Given request: Please turn all of the material below into a Markdown table with two columns, "Row" for the row number and "Line" for the line itself, leaving out any blank lines.

(Excerpts from a dataset on object pointing)
** BEGIN **

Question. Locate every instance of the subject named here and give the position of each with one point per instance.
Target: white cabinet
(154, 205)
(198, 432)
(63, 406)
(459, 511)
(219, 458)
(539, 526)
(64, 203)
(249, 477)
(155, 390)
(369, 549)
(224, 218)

** END **

Response:
| Row | Line |
|---|---|
| 1 | Question. Locate every instance of the subject named here and give the position of each with one point per instance. |
| 2 | Target: white cabinet |
| 3 | (154, 205) |
| 4 | (198, 432) |
| 5 | (63, 406) |
| 6 | (459, 511) |
| 7 | (219, 458) |
| 8 | (539, 526) |
| 9 | (64, 203) |
| 10 | (249, 477) |
| 11 | (155, 390) |
| 12 | (369, 549) |
| 13 | (224, 218) |